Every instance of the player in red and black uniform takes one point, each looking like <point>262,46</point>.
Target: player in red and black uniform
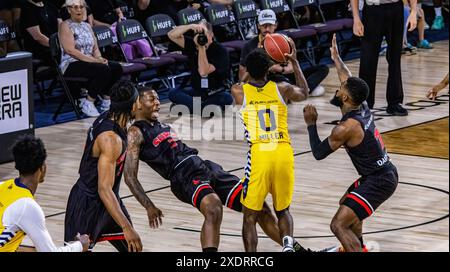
<point>94,206</point>
<point>357,133</point>
<point>201,183</point>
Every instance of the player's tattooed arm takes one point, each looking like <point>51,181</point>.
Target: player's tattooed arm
<point>135,141</point>
<point>343,72</point>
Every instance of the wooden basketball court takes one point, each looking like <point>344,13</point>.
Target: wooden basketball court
<point>414,219</point>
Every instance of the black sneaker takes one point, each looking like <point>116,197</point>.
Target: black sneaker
<point>397,110</point>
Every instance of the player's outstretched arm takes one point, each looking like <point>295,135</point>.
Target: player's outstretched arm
<point>343,72</point>
<point>135,141</point>
<point>300,90</point>
<point>110,146</point>
<point>321,149</point>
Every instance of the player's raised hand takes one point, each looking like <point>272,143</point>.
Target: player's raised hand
<point>133,239</point>
<point>155,216</point>
<point>334,50</point>
<point>310,115</point>
<point>292,57</point>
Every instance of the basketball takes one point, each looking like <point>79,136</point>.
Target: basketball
<point>276,45</point>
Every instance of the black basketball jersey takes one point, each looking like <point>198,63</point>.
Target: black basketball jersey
<point>88,179</point>
<point>162,151</point>
<point>370,155</point>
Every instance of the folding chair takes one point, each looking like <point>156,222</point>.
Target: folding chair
<point>157,27</point>
<point>55,51</point>
<point>131,30</point>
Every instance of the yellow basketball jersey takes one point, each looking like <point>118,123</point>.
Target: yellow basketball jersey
<point>264,115</point>
<point>9,193</point>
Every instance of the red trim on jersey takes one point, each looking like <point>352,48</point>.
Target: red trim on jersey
<point>360,202</point>
<point>198,192</point>
<point>233,196</point>
<point>111,238</point>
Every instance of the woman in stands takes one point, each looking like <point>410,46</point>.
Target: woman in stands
<point>82,58</point>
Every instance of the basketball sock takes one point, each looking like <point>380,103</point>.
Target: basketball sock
<point>210,249</point>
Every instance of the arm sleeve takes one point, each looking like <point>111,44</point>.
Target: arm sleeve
<point>32,222</point>
<point>320,150</point>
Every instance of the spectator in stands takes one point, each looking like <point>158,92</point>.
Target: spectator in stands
<point>65,14</point>
<point>423,43</point>
<point>39,20</point>
<point>9,13</point>
<point>210,68</point>
<point>267,24</point>
<point>82,58</point>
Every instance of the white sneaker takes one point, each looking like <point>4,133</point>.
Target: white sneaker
<point>89,109</point>
<point>106,104</point>
<point>318,91</point>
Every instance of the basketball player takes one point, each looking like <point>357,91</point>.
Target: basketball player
<point>94,205</point>
<point>270,167</point>
<point>20,214</point>
<point>357,133</point>
<point>201,183</point>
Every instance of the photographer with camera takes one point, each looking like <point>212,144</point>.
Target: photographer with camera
<point>210,67</point>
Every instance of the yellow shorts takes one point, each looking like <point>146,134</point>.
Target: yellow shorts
<point>268,170</point>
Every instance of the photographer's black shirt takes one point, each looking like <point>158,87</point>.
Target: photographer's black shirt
<point>217,56</point>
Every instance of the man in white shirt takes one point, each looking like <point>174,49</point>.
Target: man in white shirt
<point>20,214</point>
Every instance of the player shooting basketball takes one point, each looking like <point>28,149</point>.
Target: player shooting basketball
<point>270,167</point>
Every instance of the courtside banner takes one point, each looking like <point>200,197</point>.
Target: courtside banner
<point>14,108</point>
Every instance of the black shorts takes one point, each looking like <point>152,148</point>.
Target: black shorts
<point>9,4</point>
<point>367,193</point>
<point>86,214</point>
<point>196,178</point>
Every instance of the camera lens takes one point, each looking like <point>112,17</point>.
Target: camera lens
<point>202,40</point>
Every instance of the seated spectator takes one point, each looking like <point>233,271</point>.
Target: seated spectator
<point>210,68</point>
<point>267,24</point>
<point>82,58</point>
<point>39,20</point>
<point>9,13</point>
<point>65,14</point>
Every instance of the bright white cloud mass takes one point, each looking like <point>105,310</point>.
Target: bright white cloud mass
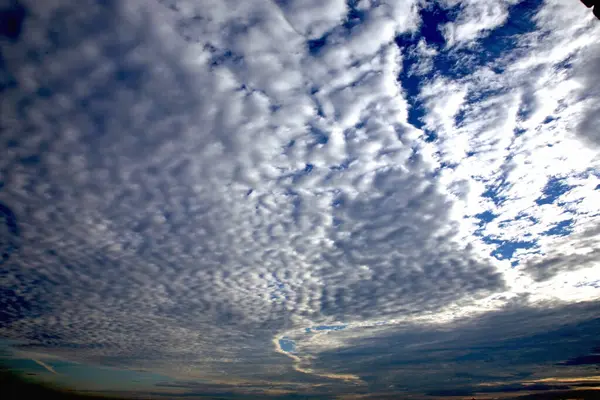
<point>233,192</point>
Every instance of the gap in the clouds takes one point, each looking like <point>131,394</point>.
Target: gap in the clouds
<point>485,217</point>
<point>287,345</point>
<point>563,228</point>
<point>355,15</point>
<point>498,44</point>
<point>493,192</point>
<point>431,17</point>
<point>321,328</point>
<point>555,188</point>
<point>506,249</point>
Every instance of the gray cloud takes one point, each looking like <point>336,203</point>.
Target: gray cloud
<point>187,191</point>
<point>588,71</point>
<point>167,222</point>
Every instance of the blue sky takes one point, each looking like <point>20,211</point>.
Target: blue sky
<point>292,197</point>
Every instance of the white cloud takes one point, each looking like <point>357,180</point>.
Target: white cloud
<point>198,183</point>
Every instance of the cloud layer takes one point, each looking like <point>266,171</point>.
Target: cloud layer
<point>186,182</point>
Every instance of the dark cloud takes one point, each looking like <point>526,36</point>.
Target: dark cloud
<point>180,194</point>
<point>588,71</point>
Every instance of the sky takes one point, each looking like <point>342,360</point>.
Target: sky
<point>279,198</point>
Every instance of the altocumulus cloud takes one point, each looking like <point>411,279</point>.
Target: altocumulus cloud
<point>193,180</point>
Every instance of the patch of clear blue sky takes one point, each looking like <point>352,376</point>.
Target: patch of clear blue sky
<point>494,50</point>
<point>555,188</point>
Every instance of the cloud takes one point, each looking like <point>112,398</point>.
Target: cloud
<point>588,70</point>
<point>193,180</point>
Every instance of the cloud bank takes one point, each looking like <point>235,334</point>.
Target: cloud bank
<point>185,183</point>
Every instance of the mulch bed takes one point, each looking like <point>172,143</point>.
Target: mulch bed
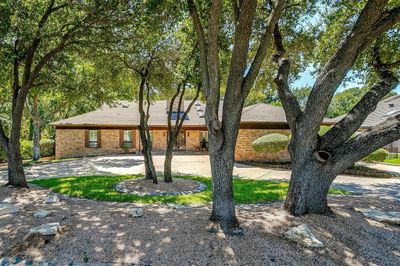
<point>146,187</point>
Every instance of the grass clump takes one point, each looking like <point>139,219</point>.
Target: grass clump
<point>103,188</point>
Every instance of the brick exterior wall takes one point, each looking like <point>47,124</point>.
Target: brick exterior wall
<point>71,143</point>
<point>192,139</point>
<point>244,151</point>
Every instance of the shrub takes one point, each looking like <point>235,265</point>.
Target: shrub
<point>377,156</point>
<point>26,149</point>
<point>47,147</point>
<point>271,143</point>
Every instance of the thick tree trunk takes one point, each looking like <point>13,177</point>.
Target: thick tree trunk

What is expected: Please put every line of the listing above into a numbered list, dropping any blank lines and leaving out the pictures.

Solution to the exercise:
1. Every instance of the player in red and black uniform takes one point, each looking like <point>262,46</point>.
2. Target: player in red and black uniform
3. <point>94,206</point>
4. <point>357,133</point>
5. <point>201,183</point>
6. Every instance of the player's tattooed arm takes one point, each looking like <point>51,181</point>.
7. Target: player's tattooed arm
8. <point>135,141</point>
9. <point>343,72</point>
10. Every instance of the wooden basketball court takes one point, each looking like <point>344,13</point>.
11. Target: wooden basketball court
12. <point>414,219</point>
13. Every instance of the black sneaker takes one point, each looking like <point>116,197</point>.
14. Target: black sneaker
15. <point>397,110</point>
16. Every instance of the player's outstretched arm takes one point, each looking like <point>295,135</point>.
17. Target: player's outstretched arm
18. <point>343,72</point>
19. <point>135,141</point>
20. <point>300,90</point>
21. <point>110,146</point>
22. <point>321,149</point>
23. Every instance of the player's raised hand takes one point, each looking like <point>272,143</point>.
24. Target: player's raised hand
25. <point>133,239</point>
26. <point>155,216</point>
27. <point>334,50</point>
28. <point>310,115</point>
29. <point>292,57</point>
30. Every instance of the basketball takes one point, each looking like <point>79,136</point>.
31. Target: basketball
32. <point>276,45</point>
33. Every instance of the black basketball jersey takes one point, each looking like <point>198,63</point>.
34. Target: black basketball jersey
35. <point>88,179</point>
36. <point>162,151</point>
37. <point>370,155</point>
38. Every instance of the folding chair takes one point, each looking like <point>156,222</point>.
39. Target: folding chair
40. <point>157,27</point>
41. <point>55,51</point>
42. <point>131,30</point>
43. Every instance of the yellow basketball jersey takes one point, each looking like <point>118,123</point>.
44. Target: yellow basketball jersey
45. <point>264,115</point>
46. <point>9,193</point>
47. Every instance of the red trim on jersey takes one point, each looking like <point>352,48</point>.
48. Target: red trim on jersey
49. <point>360,202</point>
50. <point>198,192</point>
51. <point>233,196</point>
52. <point>111,238</point>
53. Every instance of the woman in stands takes one point, each looking like <point>410,46</point>.
54. Target: woman in stands
55. <point>82,58</point>
56. Every instance of the basketball sock takes one point, each looking like <point>380,103</point>.
57. Target: basketball sock
58. <point>210,249</point>
59. Every instance of the arm sleeve takes one point, each looking like <point>111,44</point>.
60. Target: arm sleeve
61. <point>32,222</point>
62. <point>320,150</point>
63. Every instance of the spectator in stands takes one point, each looking like <point>158,92</point>.
64. Target: spectator in stands
65. <point>65,14</point>
66. <point>423,43</point>
67. <point>39,20</point>
68. <point>9,13</point>
69. <point>210,68</point>
70. <point>267,24</point>
71. <point>82,58</point>
72. Every instance of the white sneaker takes one point, each looking like <point>4,133</point>.
73. Target: white sneaker
74. <point>89,109</point>
75. <point>106,104</point>
76. <point>318,91</point>
77. Every instance of the basketball player takes one point, each looking like <point>357,91</point>.
78. Target: basketball player
79. <point>94,205</point>
80. <point>270,167</point>
81. <point>20,214</point>
82. <point>357,133</point>
83. <point>201,183</point>
84. Every instance of the photographer with camera takes one point, each looking like <point>212,144</point>.
85. Target: photographer with camera
86. <point>210,67</point>
87. Every instance of the yellow shorts takes one point, each looking like <point>146,134</point>.
88. Target: yellow shorts
89. <point>268,170</point>
90. Every instance of the photographer's black shirt takes one point, each looking like <point>158,87</point>.
91. Target: photographer's black shirt
92. <point>217,56</point>
93. Every instance of the man in white shirt takes one point, each looking like <point>174,49</point>.
94. Target: man in white shirt
95. <point>20,214</point>
96. Every instance of the player shooting basketball takes one point, each looking like <point>28,149</point>.
97. Target: player shooting basketball
98. <point>270,167</point>
99. Every instance of the courtside banner takes one point, each looking like <point>200,197</point>.
100. Target: courtside banner
101. <point>14,108</point>
102. Every instance of the black shorts takes one point, each looking like <point>152,148</point>.
103. Target: black shorts
104. <point>9,4</point>
105. <point>367,193</point>
106. <point>86,214</point>
107. <point>196,178</point>
108. Every instance of the camera lens takes one point, each looking like <point>112,17</point>.
109. Target: camera lens
110. <point>202,40</point>
111. Every instance of the seated spectator takes one point, each looking like <point>233,271</point>.
112. Target: seated spectator
113. <point>210,68</point>
114. <point>267,24</point>
115. <point>82,58</point>
116. <point>39,20</point>
117. <point>9,13</point>
118. <point>65,14</point>
119. Every instance of the bright white cloud mass takes one point, each looking like <point>105,310</point>.
120. Target: bright white cloud mass
121. <point>233,192</point>
122. Every instance of the gap in the clouds takes one point, each looking like <point>131,394</point>.
123. Target: gap in the clouds
124. <point>485,217</point>
125. <point>287,345</point>
126. <point>563,228</point>
127. <point>355,15</point>
128. <point>498,44</point>
129. <point>493,192</point>
130. <point>431,17</point>
131. <point>321,328</point>
132. <point>555,188</point>
133. <point>506,249</point>
134. Every instance of the gray cloud takes one point, each looking like <point>336,203</point>.
135. Target: gray cloud
136. <point>187,191</point>
137. <point>588,71</point>
138. <point>167,222</point>
139. Every instance of the blue sky takes one point, each looking like <point>20,211</point>.
140. Target: blue sky
141. <point>292,197</point>
142. Every instance of the white cloud takes one point, each looking like <point>357,180</point>.
143. Target: white cloud
144. <point>198,183</point>
145. Every instance of the cloud layer takes one point, each looking like <point>266,171</point>.
146. Target: cloud layer
147. <point>186,182</point>
148. Every instance of the dark cloud takes one point, each looking like <point>526,36</point>.
149. Target: dark cloud
150. <point>180,194</point>
151. <point>588,71</point>
152. Every instance of the sky takes one point, each looking like <point>342,360</point>.
153. Target: sky
154. <point>279,198</point>
155. Every instance of the altocumulus cloud takes one point, each looking like <point>411,279</point>.
156. Target: altocumulus cloud
157. <point>193,180</point>
158. Every instance of the patch of clear blue sky takes one point, each looking like <point>352,376</point>.
159. Target: patch of clear blue sky
160. <point>494,50</point>
161. <point>555,188</point>
162. Every instance of the cloud takes one point, each looking like <point>112,398</point>.
163. Target: cloud
164. <point>588,70</point>
165. <point>193,180</point>
166. Every instance of the cloud bank takes one point, each looking like <point>235,334</point>.
167. Target: cloud bank
168. <point>185,183</point>
169. Every instance of the mulch bed takes one point, each looking like <point>172,143</point>.
170. Target: mulch bed
171. <point>146,187</point>
172. Every instance of the grass clump takes one point, each looking like <point>139,219</point>.
173. Target: grass clump
174. <point>103,188</point>
175. Every instance of the brick exterior wall takes one point, each looking like <point>47,124</point>.
176. Target: brick exterior wall
177. <point>71,143</point>
178. <point>192,139</point>
179. <point>244,151</point>
180. Every instance of the shrub takes one point, each looking like <point>235,265</point>.
181. Target: shrub
182. <point>377,156</point>
183. <point>26,149</point>
184. <point>47,147</point>
185. <point>271,143</point>
186. Every instance of the thick tree trunk takes one point, each looking like <point>13,177</point>.
187. Target: thick tree trunk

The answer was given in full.